=== SUPPLIED MATERIAL ===

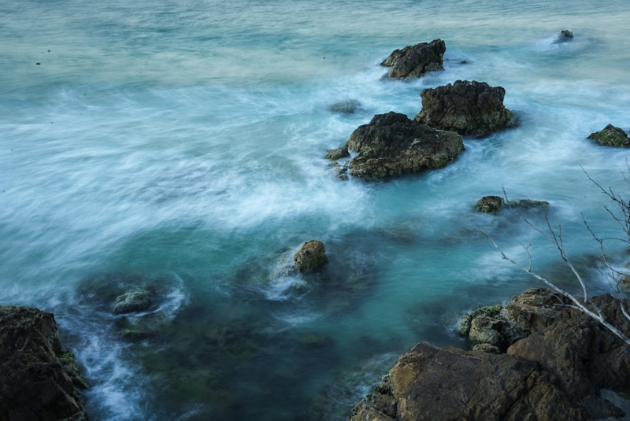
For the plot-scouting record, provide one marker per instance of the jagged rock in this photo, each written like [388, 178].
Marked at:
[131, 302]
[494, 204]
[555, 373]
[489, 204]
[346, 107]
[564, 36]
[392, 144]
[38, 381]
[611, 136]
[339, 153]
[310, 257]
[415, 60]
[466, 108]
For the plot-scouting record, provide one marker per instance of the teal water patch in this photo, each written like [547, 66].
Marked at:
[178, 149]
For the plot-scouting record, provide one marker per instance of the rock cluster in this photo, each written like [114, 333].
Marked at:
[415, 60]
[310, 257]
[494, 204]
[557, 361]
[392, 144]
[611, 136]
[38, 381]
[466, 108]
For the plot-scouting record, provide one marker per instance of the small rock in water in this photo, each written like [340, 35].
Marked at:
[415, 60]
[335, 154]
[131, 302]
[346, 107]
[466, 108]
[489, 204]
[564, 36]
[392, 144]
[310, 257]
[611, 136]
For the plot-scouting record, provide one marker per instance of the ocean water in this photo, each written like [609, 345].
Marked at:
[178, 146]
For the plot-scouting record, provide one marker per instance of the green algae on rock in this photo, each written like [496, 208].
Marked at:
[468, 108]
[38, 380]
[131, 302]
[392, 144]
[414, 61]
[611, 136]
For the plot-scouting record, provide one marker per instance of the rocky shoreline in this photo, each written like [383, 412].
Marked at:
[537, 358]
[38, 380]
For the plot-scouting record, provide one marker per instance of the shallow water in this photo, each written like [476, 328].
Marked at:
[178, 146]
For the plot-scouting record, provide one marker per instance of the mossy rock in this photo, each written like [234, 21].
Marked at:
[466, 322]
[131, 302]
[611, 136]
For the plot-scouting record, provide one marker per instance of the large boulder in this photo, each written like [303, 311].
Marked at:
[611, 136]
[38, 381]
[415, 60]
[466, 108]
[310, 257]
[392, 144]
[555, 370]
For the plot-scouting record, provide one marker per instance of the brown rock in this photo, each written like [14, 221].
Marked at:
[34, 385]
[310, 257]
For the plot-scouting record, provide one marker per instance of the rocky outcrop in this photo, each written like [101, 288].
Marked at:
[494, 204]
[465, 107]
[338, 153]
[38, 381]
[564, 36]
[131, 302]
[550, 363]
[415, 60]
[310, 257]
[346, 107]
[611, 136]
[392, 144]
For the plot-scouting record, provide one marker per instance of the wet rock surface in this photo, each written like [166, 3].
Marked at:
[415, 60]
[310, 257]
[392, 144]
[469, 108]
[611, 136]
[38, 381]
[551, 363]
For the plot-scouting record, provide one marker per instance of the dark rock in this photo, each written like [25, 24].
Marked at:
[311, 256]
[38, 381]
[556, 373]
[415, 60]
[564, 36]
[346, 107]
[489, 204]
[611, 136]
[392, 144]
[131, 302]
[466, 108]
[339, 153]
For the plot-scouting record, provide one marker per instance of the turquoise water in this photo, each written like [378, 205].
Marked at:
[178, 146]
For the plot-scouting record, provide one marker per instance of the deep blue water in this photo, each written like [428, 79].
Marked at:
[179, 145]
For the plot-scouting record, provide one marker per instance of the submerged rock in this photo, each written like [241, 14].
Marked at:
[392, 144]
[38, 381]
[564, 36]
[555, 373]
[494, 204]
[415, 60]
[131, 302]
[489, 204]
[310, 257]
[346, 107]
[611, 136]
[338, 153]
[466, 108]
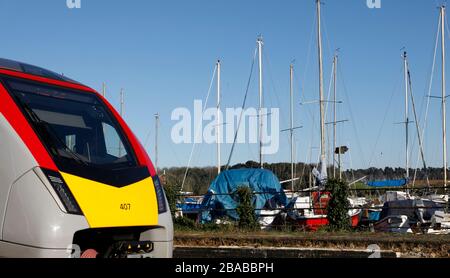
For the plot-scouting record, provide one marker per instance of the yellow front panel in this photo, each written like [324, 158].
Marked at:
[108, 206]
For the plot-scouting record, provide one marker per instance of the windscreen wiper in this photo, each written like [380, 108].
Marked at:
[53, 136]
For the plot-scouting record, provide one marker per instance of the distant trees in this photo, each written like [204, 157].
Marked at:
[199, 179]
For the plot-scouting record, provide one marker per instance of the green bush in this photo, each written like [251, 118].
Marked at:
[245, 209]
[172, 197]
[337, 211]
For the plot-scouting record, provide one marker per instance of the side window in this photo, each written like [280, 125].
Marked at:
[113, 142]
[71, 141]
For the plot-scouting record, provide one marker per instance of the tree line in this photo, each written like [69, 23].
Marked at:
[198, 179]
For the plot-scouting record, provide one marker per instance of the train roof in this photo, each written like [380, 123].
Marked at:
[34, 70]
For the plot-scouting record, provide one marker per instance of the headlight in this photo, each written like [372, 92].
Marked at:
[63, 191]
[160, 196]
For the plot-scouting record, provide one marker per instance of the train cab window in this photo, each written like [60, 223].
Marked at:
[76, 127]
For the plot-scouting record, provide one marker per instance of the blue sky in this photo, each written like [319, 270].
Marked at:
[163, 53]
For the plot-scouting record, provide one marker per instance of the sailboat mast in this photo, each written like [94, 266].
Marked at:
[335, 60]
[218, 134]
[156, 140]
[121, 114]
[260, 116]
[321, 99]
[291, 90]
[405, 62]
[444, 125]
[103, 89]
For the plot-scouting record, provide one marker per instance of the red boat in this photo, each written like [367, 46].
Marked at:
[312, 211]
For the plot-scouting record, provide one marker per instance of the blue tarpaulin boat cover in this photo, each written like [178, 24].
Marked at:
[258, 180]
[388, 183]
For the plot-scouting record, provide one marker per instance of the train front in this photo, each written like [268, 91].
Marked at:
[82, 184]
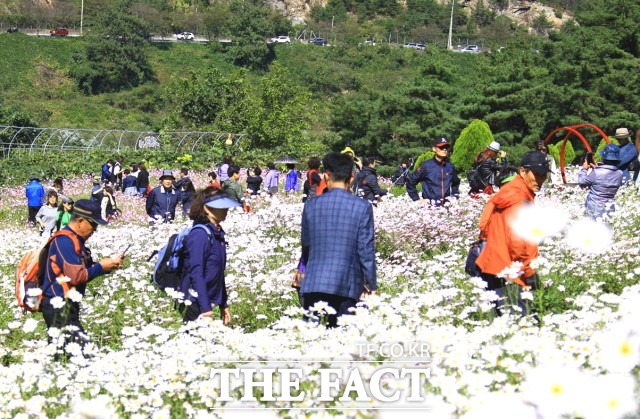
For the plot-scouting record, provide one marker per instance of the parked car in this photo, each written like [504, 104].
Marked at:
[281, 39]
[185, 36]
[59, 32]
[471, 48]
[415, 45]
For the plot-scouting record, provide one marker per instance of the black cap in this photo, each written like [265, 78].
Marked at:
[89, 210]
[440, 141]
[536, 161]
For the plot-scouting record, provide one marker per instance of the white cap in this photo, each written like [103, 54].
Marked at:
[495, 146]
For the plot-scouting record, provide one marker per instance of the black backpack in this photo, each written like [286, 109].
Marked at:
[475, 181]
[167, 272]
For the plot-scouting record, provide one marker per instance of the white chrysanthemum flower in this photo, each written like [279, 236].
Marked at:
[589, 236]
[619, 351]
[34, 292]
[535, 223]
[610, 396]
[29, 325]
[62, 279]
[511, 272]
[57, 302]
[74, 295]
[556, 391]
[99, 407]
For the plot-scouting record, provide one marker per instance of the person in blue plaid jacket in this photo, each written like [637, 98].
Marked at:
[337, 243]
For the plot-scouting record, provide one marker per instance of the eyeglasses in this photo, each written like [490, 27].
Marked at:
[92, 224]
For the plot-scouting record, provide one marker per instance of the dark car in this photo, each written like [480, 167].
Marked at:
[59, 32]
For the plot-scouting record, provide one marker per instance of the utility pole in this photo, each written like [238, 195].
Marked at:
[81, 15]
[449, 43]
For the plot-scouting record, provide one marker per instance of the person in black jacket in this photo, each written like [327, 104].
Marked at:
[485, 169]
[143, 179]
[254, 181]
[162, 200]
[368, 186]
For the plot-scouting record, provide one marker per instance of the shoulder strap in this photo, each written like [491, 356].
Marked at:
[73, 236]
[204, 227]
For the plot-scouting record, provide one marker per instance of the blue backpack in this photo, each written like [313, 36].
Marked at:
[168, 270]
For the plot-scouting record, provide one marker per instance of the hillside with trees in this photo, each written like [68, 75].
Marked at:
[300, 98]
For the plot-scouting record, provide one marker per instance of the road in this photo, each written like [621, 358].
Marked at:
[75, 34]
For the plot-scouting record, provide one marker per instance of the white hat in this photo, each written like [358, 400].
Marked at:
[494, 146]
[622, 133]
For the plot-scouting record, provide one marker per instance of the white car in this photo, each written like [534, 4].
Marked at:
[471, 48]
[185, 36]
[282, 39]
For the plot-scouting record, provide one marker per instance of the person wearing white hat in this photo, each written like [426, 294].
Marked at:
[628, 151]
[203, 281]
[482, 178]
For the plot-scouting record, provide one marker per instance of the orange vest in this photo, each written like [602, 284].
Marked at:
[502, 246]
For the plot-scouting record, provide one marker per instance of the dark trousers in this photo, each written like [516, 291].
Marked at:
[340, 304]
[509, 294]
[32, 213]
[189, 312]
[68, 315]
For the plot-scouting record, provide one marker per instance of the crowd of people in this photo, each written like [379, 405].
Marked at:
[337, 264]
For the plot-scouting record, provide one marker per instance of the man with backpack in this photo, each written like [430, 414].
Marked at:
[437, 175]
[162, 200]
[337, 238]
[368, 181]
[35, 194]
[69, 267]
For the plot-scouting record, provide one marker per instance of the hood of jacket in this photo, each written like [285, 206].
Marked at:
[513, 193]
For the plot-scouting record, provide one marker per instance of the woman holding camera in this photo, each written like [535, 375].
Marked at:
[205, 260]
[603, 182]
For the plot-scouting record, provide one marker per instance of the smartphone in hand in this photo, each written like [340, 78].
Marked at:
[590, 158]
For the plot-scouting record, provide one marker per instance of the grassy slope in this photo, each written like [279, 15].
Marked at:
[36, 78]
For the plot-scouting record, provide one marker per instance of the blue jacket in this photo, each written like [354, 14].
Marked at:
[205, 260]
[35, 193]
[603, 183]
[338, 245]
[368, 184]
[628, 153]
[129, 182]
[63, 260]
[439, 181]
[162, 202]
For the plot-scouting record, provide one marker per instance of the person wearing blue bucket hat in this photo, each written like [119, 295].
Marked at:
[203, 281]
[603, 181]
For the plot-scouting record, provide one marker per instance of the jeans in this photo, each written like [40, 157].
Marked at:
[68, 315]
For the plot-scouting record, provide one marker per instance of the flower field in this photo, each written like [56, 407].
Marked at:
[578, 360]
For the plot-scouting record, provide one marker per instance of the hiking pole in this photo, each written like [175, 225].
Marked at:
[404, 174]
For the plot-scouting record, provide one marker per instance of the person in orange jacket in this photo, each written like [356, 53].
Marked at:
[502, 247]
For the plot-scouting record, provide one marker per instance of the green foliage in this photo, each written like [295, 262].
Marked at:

===

Starting from the first line of the entries above, print each line exactly until the line containing "like [496, 208]." has been printed, and skip the pictures.

For the plot-scouting record, provide one marker per instance of the jagged rock in this photo, each written like [388, 178].
Marked at:
[131, 302]
[494, 204]
[555, 373]
[489, 204]
[346, 107]
[564, 36]
[392, 144]
[38, 381]
[611, 136]
[339, 153]
[310, 257]
[415, 60]
[466, 108]
For the plot-scouting record, provide one marker per instance of the teal water patch in this photo, each written like [547, 66].
Marked at:
[178, 149]
For the plot-scouting record, provide one marker per instance of the rock cluster in this photo, each written like [114, 333].
Marked at:
[415, 60]
[310, 257]
[494, 204]
[557, 361]
[392, 144]
[611, 136]
[38, 381]
[466, 108]
For the plot-scouting record, provide one marker per instance of the small rock in water in this photo, each written like [340, 35].
Marked at:
[415, 60]
[335, 154]
[131, 302]
[346, 107]
[466, 108]
[489, 204]
[564, 36]
[392, 144]
[310, 257]
[611, 136]
For the plot-scouting record, provide one marker per instance of the ocean water in this photo, each written like [609, 345].
Marked at:
[178, 146]
For the plot-scouting record, provide one marker per instance of the green algae on rock in this photo, each written like [496, 208].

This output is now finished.